Task: Without the images, output each record below as it stands.

Location annotation dataset excerpts
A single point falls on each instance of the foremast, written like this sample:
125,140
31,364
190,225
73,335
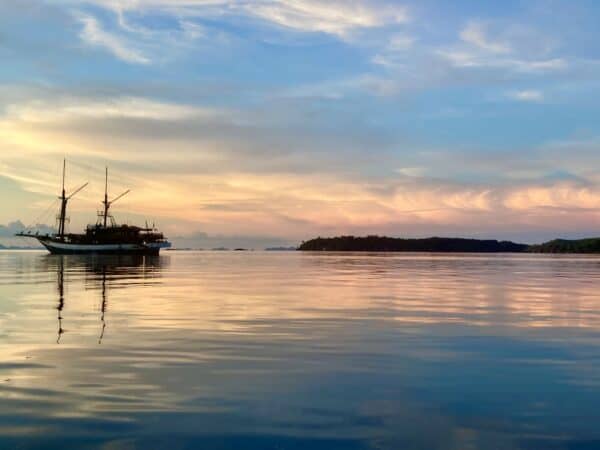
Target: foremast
62,216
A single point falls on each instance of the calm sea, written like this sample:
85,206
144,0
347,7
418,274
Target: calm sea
285,350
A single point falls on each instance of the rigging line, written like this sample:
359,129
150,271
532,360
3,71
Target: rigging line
98,171
44,213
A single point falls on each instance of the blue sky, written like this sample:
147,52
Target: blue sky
294,118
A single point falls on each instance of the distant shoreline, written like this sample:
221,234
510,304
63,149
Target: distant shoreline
447,245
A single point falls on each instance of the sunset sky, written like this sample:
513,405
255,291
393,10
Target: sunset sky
274,121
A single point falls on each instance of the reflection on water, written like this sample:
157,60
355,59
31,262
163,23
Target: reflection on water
130,267
260,350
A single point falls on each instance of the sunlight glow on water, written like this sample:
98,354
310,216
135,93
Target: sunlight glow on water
253,350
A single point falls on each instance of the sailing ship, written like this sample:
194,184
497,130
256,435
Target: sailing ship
105,236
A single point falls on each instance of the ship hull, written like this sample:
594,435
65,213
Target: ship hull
67,248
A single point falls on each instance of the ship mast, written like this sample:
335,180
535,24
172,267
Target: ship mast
63,207
62,217
108,204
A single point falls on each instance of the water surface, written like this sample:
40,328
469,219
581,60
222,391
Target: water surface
285,350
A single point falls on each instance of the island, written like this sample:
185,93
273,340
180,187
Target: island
443,244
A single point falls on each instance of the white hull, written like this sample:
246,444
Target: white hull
66,247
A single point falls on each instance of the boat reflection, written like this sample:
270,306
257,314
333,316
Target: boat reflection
101,272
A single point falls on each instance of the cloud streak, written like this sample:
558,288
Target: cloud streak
94,35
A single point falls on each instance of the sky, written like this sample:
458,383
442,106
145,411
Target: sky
268,122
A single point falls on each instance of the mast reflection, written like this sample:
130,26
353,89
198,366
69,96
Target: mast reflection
101,273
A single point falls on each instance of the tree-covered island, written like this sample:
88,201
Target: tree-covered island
441,244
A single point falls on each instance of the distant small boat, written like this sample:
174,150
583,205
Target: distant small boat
105,237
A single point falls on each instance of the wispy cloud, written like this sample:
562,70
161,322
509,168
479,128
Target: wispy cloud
526,96
94,35
475,33
337,17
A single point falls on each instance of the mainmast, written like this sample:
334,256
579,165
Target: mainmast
108,204
63,206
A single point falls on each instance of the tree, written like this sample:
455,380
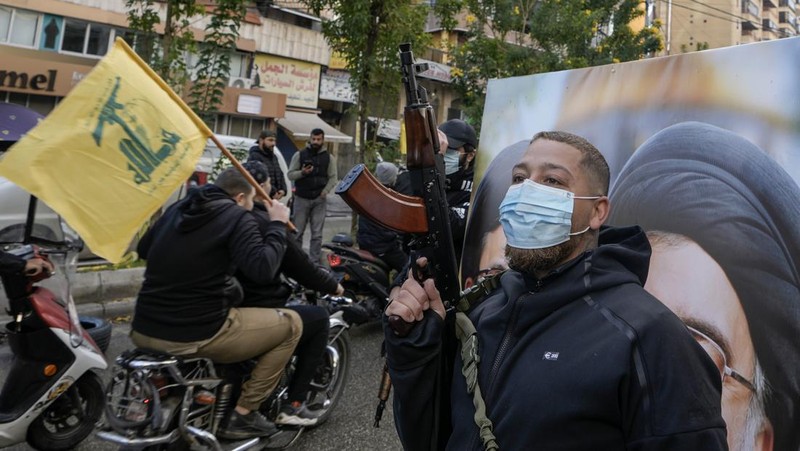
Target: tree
367,33
167,53
507,38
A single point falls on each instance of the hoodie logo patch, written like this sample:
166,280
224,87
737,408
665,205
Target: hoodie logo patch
549,355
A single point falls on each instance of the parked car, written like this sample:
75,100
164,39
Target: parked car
212,160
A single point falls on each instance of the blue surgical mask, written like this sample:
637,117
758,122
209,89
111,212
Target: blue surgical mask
451,161
536,216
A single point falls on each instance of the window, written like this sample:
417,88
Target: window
23,28
51,33
74,36
83,37
5,23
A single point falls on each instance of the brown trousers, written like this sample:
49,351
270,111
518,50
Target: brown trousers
266,334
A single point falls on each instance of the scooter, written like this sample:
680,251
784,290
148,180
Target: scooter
52,396
160,401
365,279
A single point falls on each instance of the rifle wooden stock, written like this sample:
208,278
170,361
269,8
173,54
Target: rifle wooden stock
369,198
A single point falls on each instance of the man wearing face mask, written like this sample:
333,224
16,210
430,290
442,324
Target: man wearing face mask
571,352
459,158
313,171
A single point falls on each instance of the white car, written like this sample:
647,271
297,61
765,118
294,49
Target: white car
239,146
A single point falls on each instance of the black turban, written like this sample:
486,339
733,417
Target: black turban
743,209
485,212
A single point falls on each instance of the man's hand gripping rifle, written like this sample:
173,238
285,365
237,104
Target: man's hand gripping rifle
425,215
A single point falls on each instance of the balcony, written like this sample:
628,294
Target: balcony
748,26
750,7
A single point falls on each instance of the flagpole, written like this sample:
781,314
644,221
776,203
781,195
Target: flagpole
199,123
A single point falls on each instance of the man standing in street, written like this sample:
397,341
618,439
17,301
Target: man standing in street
313,171
264,151
613,368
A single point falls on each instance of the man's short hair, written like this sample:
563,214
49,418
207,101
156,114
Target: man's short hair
593,161
233,182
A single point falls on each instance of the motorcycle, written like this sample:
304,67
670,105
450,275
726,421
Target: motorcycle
52,396
365,279
159,401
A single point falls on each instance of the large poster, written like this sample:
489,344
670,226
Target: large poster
704,154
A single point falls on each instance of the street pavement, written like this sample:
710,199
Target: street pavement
349,428
351,425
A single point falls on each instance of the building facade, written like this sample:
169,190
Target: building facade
690,25
48,46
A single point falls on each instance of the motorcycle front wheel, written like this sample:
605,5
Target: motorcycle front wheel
71,417
329,381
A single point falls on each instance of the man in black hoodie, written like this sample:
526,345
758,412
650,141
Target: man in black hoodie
187,304
273,293
571,352
264,151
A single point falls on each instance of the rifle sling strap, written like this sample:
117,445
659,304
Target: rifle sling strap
468,336
470,357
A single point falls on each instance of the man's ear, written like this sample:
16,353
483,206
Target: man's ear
765,440
600,212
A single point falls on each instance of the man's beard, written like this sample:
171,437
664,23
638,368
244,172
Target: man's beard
529,261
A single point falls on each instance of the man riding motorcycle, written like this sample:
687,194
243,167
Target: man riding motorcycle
189,297
272,293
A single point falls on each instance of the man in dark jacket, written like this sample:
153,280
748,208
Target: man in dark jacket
573,353
11,264
187,304
382,242
264,151
273,293
313,171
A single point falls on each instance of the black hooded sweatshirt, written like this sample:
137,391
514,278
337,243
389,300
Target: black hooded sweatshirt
583,359
296,264
192,252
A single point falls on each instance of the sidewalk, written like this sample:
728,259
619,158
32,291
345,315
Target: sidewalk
108,294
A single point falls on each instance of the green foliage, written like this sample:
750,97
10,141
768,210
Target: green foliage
214,65
509,38
167,54
164,53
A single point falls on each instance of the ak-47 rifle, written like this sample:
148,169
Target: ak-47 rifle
425,215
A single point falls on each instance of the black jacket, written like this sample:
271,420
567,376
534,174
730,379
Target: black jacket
295,264
583,359
11,264
274,170
376,238
192,252
311,186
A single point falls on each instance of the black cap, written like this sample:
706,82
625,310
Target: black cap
266,134
258,170
459,133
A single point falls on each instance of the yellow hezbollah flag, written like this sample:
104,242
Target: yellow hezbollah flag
111,152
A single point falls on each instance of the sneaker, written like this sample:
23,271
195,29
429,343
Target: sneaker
247,426
296,414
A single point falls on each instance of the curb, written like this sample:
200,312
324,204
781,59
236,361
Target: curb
109,309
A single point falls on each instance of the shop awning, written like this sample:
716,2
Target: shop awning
301,124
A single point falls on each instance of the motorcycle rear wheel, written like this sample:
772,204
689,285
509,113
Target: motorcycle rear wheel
71,417
328,384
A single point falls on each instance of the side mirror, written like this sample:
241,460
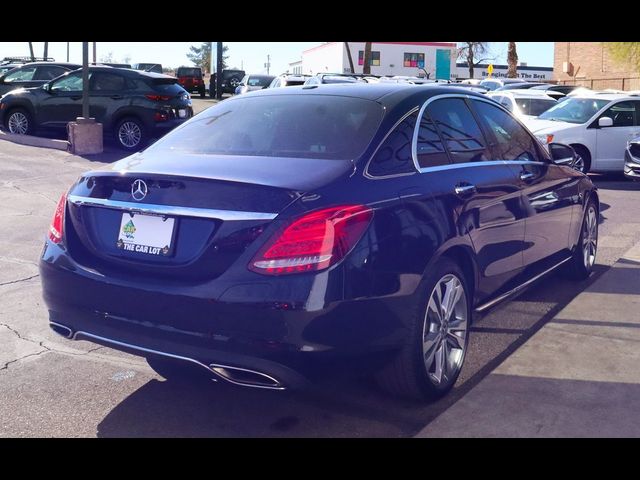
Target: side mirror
605,122
562,154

Complete output:
A single point falls on each instance of the foremast, written like this sample:
125,140
31,364
190,225
73,335
Target: foremast
62,216
A single point falls on each instance of the calm sea, written like this sample:
85,206
144,0
347,7
418,274
Target: calm sea
285,350
A single point falls on each instance of the rigging line, written like this sample:
359,129
150,271
532,360
3,71
Target: rigging line
98,171
44,213
A single point falls on each instance of the blue sky, written like this sample:
147,52
Target: blue sky
294,118
A single point falls on each instance of the distant shoreline, written like this sample:
221,234
510,304
63,149
Target: distant shoreline
447,245
A single point falls on each instance of the sunset sky, written like this sample:
513,405
255,291
393,10
Target: sunset sky
274,121
A single point falls on each instance of the reflection on water, written like this sample:
157,60
355,59
31,262
163,23
Target: reflection on water
130,267
260,350
A single point falls on each instance of the sunlight glow on water, written like this sample:
98,354
310,216
135,93
Target: sunlight glow on water
253,350
A single point falls on each instance of the sailing ship, written like this sample:
194,184
497,130
256,435
Target: sailing ship
105,236
A single point falls on each instance of the ship hull, written like this sample:
594,435
65,213
Target: ship hull
67,248
A single point falls on each instance of the ship mast, written like this sample:
335,180
535,24
172,267
Target: ship mast
63,207
62,217
108,204
A single point falls on each instance of the water surface, written like this sample:
40,328
469,219
581,60
222,391
Target: water surface
285,350
A single point falls on each instance of the island, written like this sample:
185,93
273,340
180,187
Target: island
443,244
A single point falls on each instance of the white hull, written like this sample:
246,444
Target: white hull
66,247
A single point falls on each instance of the boat reflection, written like this sample:
270,306
257,314
333,316
Target: boat reflection
101,272
A single point falls on each instance of the cloud streak, written like this sample:
558,288
Target: cloud streak
94,35
A single point falls on each instance of the sky, written like this sample:
458,383
442,106
145,411
Target: sky
268,122
A single point falls on each instance of the mast reflection, written like this sample:
130,26
353,89
198,366
69,96
Target: mast reflection
101,273
A single point falls on each instance of the tree-covered island, written like this sample:
88,201
Target: tree-covered island
441,244
A single point falls on each instance of the distant small boat, written like this sample:
174,150
583,205
Target: distant small boat
105,237
A single point falls on each instance of the wispy cloud, written like this sample:
562,70
161,322
509,168
479,128
Target: wispy cloud
526,96
94,35
475,33
337,17
A single point falls on each instance of the mainmast, written like this sample:
334,256
579,165
Target: mainmast
108,204
63,206
A single point falls on each instance of the tree, written like this sample:
455,380
Target: tree
367,33
167,53
507,38
A single point falls on each instance of the hoodie logo patch, written like this sample:
166,280
224,87
737,408
665,205
Target: hoodie logo patch
549,355
A single point falls on each instance of the parked car, written like this sample:
75,100
164,39
Target: parked car
212,160
A single point falls on each instance of the blue surgical mask, written like this sample:
637,117
758,122
209,89
111,212
Target: blue surgical mask
451,161
536,216
A single point falls on each instance of the window, written like this sample:
417,88
Target: window
23,28
51,33
74,36
83,37
5,23
A single point falls on each instance of the brown trousers, written like this sample:
49,351
270,111
518,50
Target: brown trousers
266,334
A single point falls on each instance of the scooter, written like this sample:
680,251
784,290
148,180
Target: scooter
52,396
160,401
365,279
A single point falls on each instance of the rifle wooden stock, written like this sample:
208,278
170,361
269,8
173,54
Target: rifle wooden stock
369,198
A single point falls on each instance of the man wearing face mask, written like this sample:
333,224
16,210
430,290
442,324
Target: man wearing face mask
571,352
459,158
313,171
A single point falls on each instance of the white car, written like this sample:
647,271
297,61
765,118
294,49
Target: white car
239,146
A single point falls on each instance of the black turban, written like this sample:
486,339
733,417
Target: black turban
743,209
485,212
A single point falls on each instance of the man's hand gripping rifle, written like this sample:
173,238
285,365
237,104
Target: man's hand gripping rifle
425,215
A single point falls on each instance of the balcony, written like this sample:
628,294
Target: balcony
748,26
750,7
A single point falls on each instance of the flagpole, written like this sample:
781,314
644,221
776,203
781,195
Target: flagpole
199,123
A single point falls on each instance of the man standing in street, written like this sample:
397,341
618,439
17,301
Target: man standing in street
313,171
264,151
613,368
A single point falls on each instance of the man's short hair, written like this sample:
563,214
49,418
207,101
156,114
Target: man's short hair
593,161
233,182
A single point falls on each instance of the motorcycle, written like this sample:
304,67
670,105
450,275
726,421
Target: motorcycle
52,396
365,279
159,401
A single point falls on each instance of the large poster, written like this sample:
489,344
670,226
Target: large poster
704,154
A single point falls on each instance of the street pavement, written like this sample:
710,199
Target: street pavement
349,428
351,425
A single point falls on each instance of the building facade, written like this sample:
169,190
Target: building facade
690,25
48,46
A single point falls on each instance of the motorcycle front wheel, written like this sample:
605,5
Target: motorcycle front wheel
71,417
329,381
A single point falls on each instance of the man in black hoodie, written like this sample:
526,345
758,412
650,141
Target: man in black hoodie
187,304
273,293
571,352
264,151
A single point falls on each instance of the rifle sling strap, written like this sample:
117,445
659,304
Target: rifle sling strap
468,336
470,357
A single point falls on each instance of the man's ear, written like this sample:
16,353
483,206
Target: man's ear
765,440
600,212
A single point falls on each instance of the man's beard, written like this sample:
171,437
664,23
638,368
244,172
Target: man's beard
529,261
A single point falls on each instance of the man riding motorcycle, written like this sample:
687,194
243,167
Target: man riding motorcycle
189,297
272,293
A single point falls on each instance of the man in dark jacket, written like this sample:
153,280
748,208
Target: man in dark jacket
573,353
11,264
187,304
382,242
264,151
273,293
313,171
A single point falls on each instance of the black hooded sweatshirt, written like this sample:
137,391
514,278
337,243
389,300
Target: black hooded sweatshirt
583,359
296,264
192,252
A single point falls on each instance of the sidewalk, written like this sample:
728,259
619,158
32,291
345,315
Target: sidewalk
108,294
A single point falls on each instance of the green foliage, written like this sample:
750,97
10,141
768,210
Target: green foliage
214,65
509,38
167,54
164,53
A single point falls on each instance of the ak-47 rifle, written like this sample:
148,169
Target: ak-47 rifle
425,215
A single point falls on each instance of the black jacket, written like this sample:
271,420
567,376
534,174
730,379
Target: black jacket
295,264
583,359
11,264
274,170
376,238
192,252
311,186
A single point falls on each instance of the black cap, written like this sample:
706,82
625,310
Target: black cap
266,134
258,170
459,133
A single point falls on each instance of the yellow hezbollah flag, written like this sample:
104,242
Target: yellow hezbollah flag
111,152
A single point falls on each instance of the sneaker, written like this sample:
23,271
195,29
429,343
Target: sneaker
247,426
296,414
A single point falls on each instance of the curb, written like this sample:
200,312
324,204
781,59
236,361
Target: curb
109,309
A single point falls on each instance of the shop awning, written like this sample:
716,2
Target: shop awning
301,124
A single point falls on each instance of the motorcycle rear wheel, written like this sample:
772,204
689,285
509,113
Target: motorcycle rear wheel
71,417
328,384
A single point falls on each instance of the side mirror, written like this sample:
241,460
Target: side mirror
605,122
562,154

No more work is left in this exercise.